• Data provided
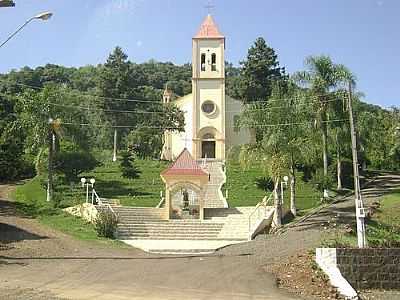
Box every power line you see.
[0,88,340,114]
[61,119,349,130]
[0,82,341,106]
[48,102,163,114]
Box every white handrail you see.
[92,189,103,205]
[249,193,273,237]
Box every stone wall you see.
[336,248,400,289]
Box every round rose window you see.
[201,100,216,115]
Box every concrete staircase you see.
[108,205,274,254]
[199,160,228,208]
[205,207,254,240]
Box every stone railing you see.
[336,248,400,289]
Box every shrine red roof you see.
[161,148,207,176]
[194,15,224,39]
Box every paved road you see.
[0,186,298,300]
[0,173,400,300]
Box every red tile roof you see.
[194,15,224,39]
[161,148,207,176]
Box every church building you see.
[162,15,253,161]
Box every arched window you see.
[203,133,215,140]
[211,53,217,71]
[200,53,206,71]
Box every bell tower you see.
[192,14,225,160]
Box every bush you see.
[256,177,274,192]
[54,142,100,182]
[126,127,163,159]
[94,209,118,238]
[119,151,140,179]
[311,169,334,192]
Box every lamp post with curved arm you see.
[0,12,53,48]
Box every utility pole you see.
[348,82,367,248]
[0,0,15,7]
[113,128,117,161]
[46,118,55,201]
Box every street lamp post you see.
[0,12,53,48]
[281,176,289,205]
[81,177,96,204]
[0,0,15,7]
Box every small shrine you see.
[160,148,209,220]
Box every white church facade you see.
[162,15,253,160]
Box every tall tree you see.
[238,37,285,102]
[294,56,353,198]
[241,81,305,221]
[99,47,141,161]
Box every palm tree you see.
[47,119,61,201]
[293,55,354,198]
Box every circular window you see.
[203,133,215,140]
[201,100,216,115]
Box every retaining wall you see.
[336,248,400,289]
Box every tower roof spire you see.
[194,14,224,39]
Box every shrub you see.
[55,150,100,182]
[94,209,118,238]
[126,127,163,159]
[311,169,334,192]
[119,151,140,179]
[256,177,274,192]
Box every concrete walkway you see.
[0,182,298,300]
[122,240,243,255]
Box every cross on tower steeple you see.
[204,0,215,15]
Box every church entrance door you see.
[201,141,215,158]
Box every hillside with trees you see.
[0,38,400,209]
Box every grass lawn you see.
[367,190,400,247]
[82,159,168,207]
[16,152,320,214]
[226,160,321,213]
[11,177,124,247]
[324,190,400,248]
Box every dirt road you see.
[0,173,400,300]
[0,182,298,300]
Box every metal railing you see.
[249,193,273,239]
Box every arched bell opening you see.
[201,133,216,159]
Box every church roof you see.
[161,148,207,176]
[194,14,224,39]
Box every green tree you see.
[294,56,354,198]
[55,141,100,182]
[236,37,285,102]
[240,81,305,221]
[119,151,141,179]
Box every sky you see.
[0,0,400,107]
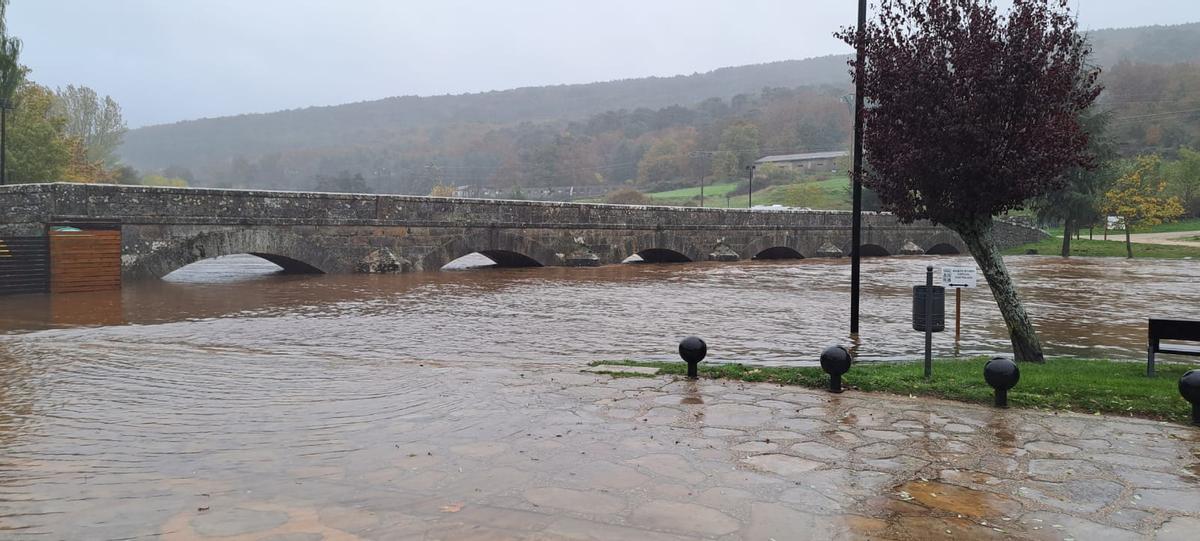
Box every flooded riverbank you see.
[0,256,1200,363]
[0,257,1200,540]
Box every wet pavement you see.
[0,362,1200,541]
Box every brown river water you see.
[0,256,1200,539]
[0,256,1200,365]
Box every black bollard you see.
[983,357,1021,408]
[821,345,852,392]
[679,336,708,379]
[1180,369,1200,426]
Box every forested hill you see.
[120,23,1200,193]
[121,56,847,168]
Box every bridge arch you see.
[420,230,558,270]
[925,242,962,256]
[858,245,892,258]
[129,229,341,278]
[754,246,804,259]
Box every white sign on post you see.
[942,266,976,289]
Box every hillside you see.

• Exercise task
Could you format every line of the entries above as a JSON list of strings, one string per line, with blank lines skipped? Leave the picture lines out.

• Correct answer
[
  "Box every power line you see.",
  "[0,88,340,114]",
  "[61,119,349,130]",
  "[0,82,341,106]",
  "[48,102,163,114]",
  "Box every white handrail you see.",
  "[92,189,103,205]",
  "[249,193,273,237]",
  "Box every stone wall you see.",
  "[336,248,400,289]",
  "Box every round rose window you see.",
  "[201,100,216,115]",
  "Box every concrete staircase you see.",
  "[108,205,274,254]",
  "[199,160,228,208]",
  "[205,207,254,240]",
  "Box every stone railing you see.",
  "[336,248,400,289]",
  "Box every shrine red roof you see.",
  "[161,148,207,176]",
  "[194,15,224,39]",
  "Box every paved road you see.",
  "[0,186,298,300]",
  "[0,173,400,300]",
  "Box every red tile roof you see.",
  "[194,15,224,39]",
  "[161,148,207,176]",
  "Box every church building you see.",
  "[162,15,253,161]",
  "Box every arched window you see.",
  "[203,133,215,140]",
  "[211,53,217,71]",
  "[200,53,206,71]",
  "Box every bell tower you see.",
  "[192,14,225,160]",
  "Box every bush you see.",
  "[256,177,274,192]",
  "[54,142,100,182]",
  "[126,127,163,159]",
  "[94,209,118,238]",
  "[119,151,140,179]",
  "[311,169,334,192]",
  "Box every lamp post with curved arm you see.",
  "[0,12,53,48]",
  "Box every utility pole you see.",
  "[348,82,367,248]",
  "[0,0,15,7]",
  "[113,128,117,161]",
  "[46,118,55,201]",
  "Box every street lamp post you see.",
  "[0,12,53,48]",
  "[281,176,289,205]",
  "[81,177,96,204]",
  "[0,0,15,7]",
  "Box every small shrine you see.",
  "[160,148,209,220]",
  "Box every white church facade you see.",
  "[162,15,253,160]",
  "Box every tall tree you see.",
  "[238,37,285,102]",
  "[294,56,353,198]",
  "[241,81,305,221]",
  "[99,47,141,161]",
  "Box every palm tree you see.",
  "[47,119,61,201]",
  "[293,55,354,198]",
  "Box every circular window you see.",
  "[203,133,215,140]",
  "[201,100,216,115]",
  "Box every retaining wall you see.",
  "[336,248,400,289]",
  "Box every tower roof spire you see.",
  "[194,14,224,39]",
  "Box every shrub you see.",
  "[55,150,100,182]",
  "[94,209,118,238]",
  "[126,127,163,159]",
  "[311,169,334,192]",
  "[119,151,140,179]",
  "[256,177,274,192]",
  "Box every concrete walkway you see.",
  "[0,182,298,300]",
  "[122,240,243,255]",
  "Box every cross on tower steeple you see.",
  "[204,0,215,15]",
  "Box every church entrance door you see.",
  "[201,141,215,158]",
  "Box every hillside with trees you see.",
  "[0,38,400,209]",
  "Box every grass lawn you see.",
  "[367,190,400,247]",
  "[82,159,168,207]",
  "[16,152,320,214]",
  "[226,160,321,213]",
  "[11,177,124,247]",
  "[324,190,400,248]",
  "Box every dirt road you see.",
  "[0,173,400,300]",
  "[0,182,298,300]",
  "Box every metal railing you see.",
  "[249,193,273,239]",
  "Box every arched bell opening you see.",
  "[201,133,216,159]",
  "Box every church roof you see.",
  "[161,148,207,176]",
  "[194,14,224,39]",
  "Box every green tree you see.",
  "[294,56,354,198]",
  "[55,141,100,182]",
  "[236,37,285,102]",
  "[240,81,305,221]",
  "[119,151,141,179]",
  "Box every sky you see.",
  "[0,0,400,107]",
  "Box every flooded riverbank you see.",
  "[0,256,1200,363]",
  "[0,257,1200,540]",
  "Box every wet pavement you see.",
  "[0,362,1200,541]",
  "Box every brown river water you see.",
  "[0,256,1200,539]",
  "[0,256,1200,365]",
  "Box every black bollard you see.",
  "[983,357,1021,408]",
  "[821,345,852,392]",
  "[679,336,708,379]",
  "[1180,369,1200,426]",
  "Box every forested hill you see.",
  "[120,23,1200,193]",
  "[121,56,847,168]",
  "Box every bridge arch you see.",
  "[420,230,558,270]",
  "[925,242,962,256]",
  "[858,245,892,258]",
  "[129,229,341,278]",
  "[754,246,804,259]",
  "Box every white sign on post you see.",
  "[942,266,976,289]",
  "Box every hillside you see."
]